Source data
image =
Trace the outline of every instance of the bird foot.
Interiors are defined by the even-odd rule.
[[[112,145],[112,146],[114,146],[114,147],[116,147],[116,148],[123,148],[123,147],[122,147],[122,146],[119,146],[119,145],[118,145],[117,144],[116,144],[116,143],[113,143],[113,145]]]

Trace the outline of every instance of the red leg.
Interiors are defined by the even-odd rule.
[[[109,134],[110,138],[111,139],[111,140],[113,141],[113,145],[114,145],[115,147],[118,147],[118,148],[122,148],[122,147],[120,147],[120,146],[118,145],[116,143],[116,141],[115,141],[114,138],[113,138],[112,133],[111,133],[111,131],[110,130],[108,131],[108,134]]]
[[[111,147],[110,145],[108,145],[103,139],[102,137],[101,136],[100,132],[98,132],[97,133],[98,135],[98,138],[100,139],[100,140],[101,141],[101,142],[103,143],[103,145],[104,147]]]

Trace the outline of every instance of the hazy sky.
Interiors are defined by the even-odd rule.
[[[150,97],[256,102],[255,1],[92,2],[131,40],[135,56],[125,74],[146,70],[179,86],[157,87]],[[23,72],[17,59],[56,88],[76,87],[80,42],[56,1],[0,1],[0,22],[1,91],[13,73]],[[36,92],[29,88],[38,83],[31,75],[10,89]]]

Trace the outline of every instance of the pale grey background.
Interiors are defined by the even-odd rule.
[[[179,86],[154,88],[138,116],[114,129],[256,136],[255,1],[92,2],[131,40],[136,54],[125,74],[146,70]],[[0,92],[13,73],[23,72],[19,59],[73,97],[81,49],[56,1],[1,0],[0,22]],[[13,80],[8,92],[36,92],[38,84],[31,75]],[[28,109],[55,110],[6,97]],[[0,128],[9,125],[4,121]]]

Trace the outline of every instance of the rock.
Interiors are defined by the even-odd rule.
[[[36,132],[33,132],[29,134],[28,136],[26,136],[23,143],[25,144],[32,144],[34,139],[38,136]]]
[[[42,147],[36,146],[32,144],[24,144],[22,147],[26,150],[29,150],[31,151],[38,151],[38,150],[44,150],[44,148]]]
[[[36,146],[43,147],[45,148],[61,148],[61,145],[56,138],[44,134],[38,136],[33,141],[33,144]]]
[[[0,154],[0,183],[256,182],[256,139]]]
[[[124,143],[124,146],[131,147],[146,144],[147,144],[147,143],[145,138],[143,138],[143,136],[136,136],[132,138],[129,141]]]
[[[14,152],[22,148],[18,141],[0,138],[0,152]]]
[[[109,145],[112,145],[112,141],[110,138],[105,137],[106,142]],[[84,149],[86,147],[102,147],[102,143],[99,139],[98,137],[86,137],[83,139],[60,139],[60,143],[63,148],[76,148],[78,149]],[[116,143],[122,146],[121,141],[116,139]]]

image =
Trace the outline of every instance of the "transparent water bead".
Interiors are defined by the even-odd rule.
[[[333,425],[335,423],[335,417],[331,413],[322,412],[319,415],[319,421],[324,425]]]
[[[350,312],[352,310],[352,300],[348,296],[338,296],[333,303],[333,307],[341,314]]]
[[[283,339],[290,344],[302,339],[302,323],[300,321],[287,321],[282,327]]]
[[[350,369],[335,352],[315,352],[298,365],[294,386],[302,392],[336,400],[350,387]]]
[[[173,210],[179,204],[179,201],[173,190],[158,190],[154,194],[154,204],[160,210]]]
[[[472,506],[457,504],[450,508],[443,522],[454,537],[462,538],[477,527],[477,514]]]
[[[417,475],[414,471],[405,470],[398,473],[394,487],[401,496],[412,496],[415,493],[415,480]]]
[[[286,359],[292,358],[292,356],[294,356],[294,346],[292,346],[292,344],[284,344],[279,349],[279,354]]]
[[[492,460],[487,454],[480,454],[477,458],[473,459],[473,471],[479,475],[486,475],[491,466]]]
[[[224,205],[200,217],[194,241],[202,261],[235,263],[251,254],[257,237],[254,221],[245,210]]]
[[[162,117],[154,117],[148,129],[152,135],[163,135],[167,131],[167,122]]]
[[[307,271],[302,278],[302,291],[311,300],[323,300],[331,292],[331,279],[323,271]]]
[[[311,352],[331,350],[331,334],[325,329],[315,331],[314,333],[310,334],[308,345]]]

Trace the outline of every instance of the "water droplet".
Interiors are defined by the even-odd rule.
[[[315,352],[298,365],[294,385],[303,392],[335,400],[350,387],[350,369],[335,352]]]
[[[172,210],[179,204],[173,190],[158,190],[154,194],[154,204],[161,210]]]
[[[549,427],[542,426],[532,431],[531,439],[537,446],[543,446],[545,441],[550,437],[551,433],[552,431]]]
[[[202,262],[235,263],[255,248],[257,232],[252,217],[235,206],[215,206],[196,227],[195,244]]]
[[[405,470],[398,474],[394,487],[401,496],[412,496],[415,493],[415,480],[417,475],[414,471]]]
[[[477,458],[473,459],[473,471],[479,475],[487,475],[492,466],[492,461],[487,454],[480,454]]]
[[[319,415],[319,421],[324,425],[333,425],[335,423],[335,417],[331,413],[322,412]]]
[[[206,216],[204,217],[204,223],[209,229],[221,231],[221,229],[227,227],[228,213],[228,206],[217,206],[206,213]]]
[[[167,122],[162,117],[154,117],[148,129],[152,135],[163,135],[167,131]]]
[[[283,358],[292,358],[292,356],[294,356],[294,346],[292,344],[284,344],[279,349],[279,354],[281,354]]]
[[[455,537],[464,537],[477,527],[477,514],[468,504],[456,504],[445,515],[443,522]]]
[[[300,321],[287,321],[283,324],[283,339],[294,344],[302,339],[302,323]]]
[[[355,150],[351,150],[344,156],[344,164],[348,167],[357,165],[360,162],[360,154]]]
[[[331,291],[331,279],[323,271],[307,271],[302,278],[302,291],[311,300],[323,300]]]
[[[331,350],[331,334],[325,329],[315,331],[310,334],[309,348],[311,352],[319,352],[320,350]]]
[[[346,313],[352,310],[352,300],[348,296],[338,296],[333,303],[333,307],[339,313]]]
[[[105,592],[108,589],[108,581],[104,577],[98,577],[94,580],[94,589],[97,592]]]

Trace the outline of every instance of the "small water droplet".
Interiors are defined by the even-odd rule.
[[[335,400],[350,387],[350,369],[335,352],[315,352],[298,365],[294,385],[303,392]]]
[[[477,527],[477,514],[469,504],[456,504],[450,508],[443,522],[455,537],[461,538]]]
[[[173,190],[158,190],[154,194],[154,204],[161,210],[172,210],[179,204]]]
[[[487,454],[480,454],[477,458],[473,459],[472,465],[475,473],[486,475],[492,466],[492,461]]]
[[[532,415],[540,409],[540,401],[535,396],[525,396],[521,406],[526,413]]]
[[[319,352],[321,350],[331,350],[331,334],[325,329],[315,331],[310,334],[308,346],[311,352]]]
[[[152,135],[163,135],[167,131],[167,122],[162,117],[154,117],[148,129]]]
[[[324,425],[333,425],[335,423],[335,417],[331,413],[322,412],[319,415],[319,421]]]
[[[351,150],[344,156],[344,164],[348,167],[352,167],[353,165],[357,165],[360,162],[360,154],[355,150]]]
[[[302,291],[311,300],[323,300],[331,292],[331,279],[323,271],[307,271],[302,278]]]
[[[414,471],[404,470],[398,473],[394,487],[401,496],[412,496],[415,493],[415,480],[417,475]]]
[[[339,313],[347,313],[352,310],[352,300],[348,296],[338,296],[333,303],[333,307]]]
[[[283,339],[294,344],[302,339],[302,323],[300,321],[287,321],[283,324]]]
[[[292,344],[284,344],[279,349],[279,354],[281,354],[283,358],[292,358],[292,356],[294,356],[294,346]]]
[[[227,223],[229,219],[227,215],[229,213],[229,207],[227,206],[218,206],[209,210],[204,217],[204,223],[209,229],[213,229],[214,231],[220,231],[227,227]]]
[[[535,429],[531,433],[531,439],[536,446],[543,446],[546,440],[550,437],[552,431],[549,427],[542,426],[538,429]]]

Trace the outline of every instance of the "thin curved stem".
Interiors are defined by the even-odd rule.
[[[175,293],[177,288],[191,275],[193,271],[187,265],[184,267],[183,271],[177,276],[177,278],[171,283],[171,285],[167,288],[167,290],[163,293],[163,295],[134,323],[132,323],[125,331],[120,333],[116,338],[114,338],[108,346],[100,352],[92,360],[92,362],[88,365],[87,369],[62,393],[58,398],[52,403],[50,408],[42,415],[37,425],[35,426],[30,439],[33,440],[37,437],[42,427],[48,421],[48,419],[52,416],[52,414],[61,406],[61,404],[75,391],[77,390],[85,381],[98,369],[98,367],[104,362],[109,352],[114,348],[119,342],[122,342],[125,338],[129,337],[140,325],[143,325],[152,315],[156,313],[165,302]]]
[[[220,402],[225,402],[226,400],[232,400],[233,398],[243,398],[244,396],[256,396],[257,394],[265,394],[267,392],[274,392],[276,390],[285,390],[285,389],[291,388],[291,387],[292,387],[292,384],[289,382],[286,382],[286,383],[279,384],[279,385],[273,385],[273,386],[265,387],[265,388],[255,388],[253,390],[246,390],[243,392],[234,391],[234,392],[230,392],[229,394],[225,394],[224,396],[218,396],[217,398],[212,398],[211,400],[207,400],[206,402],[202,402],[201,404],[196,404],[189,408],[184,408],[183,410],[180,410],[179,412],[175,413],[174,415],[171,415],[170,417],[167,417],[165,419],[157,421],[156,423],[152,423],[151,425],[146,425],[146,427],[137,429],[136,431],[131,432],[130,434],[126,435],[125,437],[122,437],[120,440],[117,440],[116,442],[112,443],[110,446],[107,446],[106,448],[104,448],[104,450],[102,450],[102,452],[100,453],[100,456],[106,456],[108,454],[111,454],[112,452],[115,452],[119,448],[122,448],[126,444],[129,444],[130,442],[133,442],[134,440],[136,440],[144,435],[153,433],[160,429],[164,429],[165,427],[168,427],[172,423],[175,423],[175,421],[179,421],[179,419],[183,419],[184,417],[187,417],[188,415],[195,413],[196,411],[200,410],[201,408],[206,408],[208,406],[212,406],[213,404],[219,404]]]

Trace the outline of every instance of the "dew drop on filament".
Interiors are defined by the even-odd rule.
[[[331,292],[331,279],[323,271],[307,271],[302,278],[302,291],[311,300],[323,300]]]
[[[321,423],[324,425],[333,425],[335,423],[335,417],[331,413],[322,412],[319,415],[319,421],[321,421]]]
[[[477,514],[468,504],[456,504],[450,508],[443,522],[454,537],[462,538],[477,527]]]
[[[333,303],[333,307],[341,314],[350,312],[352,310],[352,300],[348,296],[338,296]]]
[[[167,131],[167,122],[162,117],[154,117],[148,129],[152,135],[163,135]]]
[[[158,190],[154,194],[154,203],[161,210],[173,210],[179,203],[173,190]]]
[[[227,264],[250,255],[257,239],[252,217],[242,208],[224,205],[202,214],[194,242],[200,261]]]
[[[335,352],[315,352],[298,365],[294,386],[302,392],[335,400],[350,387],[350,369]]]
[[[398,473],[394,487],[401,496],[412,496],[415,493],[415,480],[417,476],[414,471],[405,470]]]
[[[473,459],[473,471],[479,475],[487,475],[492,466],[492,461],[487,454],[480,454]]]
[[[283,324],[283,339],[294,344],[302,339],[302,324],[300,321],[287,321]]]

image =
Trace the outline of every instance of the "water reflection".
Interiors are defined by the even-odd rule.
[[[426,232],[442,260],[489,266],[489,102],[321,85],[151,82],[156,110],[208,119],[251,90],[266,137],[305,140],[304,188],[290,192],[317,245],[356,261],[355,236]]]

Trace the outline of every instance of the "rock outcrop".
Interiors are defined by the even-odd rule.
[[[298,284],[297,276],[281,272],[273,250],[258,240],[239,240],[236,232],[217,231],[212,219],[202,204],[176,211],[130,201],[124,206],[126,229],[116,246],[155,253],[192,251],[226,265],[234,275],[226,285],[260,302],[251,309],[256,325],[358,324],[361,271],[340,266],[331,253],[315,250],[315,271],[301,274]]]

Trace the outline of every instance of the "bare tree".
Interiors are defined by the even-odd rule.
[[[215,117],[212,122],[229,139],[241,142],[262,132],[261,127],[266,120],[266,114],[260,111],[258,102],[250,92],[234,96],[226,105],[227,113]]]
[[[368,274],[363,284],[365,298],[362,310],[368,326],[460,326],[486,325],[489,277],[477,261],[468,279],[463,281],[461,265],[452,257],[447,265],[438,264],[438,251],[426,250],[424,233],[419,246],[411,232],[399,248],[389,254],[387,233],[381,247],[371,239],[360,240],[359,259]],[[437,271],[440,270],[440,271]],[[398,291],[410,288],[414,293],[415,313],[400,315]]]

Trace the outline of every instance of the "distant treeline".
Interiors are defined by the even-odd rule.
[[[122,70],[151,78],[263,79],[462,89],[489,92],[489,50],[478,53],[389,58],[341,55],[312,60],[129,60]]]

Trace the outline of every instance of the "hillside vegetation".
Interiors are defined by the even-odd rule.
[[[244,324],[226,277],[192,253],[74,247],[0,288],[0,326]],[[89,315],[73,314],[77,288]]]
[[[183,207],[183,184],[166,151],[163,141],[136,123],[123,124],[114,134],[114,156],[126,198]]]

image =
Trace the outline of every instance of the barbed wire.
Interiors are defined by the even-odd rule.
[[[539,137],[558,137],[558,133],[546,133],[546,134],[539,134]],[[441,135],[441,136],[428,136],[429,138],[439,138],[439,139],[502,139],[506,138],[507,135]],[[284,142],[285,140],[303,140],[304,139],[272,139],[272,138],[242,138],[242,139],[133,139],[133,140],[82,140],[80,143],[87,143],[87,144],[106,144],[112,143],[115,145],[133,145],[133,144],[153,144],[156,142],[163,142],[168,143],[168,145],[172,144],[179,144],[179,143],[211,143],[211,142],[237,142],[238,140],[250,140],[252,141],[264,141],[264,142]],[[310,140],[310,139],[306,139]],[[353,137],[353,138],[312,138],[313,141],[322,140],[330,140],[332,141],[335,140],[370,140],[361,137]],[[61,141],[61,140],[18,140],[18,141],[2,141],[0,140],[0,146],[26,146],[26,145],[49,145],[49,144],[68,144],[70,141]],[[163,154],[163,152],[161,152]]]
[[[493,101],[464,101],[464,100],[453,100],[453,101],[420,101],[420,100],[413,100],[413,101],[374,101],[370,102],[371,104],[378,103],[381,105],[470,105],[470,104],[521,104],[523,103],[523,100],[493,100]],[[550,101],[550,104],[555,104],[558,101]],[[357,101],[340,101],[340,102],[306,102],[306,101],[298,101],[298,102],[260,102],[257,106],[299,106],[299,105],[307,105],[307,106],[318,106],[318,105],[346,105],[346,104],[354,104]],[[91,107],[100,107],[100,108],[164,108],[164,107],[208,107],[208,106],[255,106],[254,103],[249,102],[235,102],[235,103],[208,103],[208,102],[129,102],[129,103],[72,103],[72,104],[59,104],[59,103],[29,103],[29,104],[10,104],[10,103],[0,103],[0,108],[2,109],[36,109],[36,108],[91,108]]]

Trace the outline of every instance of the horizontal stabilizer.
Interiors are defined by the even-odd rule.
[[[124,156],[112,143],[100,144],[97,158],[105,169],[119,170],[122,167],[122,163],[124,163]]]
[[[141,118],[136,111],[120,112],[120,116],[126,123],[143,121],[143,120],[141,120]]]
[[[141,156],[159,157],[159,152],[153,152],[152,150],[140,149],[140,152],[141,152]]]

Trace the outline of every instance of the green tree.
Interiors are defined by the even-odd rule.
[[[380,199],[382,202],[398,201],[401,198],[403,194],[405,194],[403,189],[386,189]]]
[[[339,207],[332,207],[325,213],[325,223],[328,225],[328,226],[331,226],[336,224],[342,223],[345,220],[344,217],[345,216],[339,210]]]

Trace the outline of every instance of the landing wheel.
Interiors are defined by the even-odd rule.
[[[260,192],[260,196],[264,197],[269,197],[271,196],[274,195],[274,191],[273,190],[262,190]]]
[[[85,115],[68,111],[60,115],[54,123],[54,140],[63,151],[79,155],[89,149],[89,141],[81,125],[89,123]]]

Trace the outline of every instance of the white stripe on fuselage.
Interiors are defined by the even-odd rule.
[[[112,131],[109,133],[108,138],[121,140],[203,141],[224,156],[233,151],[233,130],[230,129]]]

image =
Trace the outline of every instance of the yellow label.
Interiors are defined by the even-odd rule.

**GOAL OF THE EXERCISE**: Revise the material from the line with "Trace the outline of every instance of the landing" up to and including the last line of the material, changing "white stripe" to "pale stripe" and leaving everything else the same. Give only those lines.

**FINISHED TASK**:
Trace the outline of every instance of the landing wheel.
Interiors are defined by the even-odd rule.
[[[260,192],[260,196],[264,197],[269,197],[271,196],[274,195],[274,191],[273,190],[262,190]]]
[[[85,115],[68,111],[60,115],[54,123],[54,140],[63,151],[79,155],[89,149],[89,141],[81,125],[89,123]]]

Trace the outline of every instance of the pale stripe on fuselage.
Interiors are defined by the even-odd rule.
[[[112,131],[109,133],[108,138],[121,140],[203,141],[224,156],[233,151],[233,130],[230,129]]]

image =
Trace the outline of every instance of the yellow label.
Interiors are defined by the even-odd rule.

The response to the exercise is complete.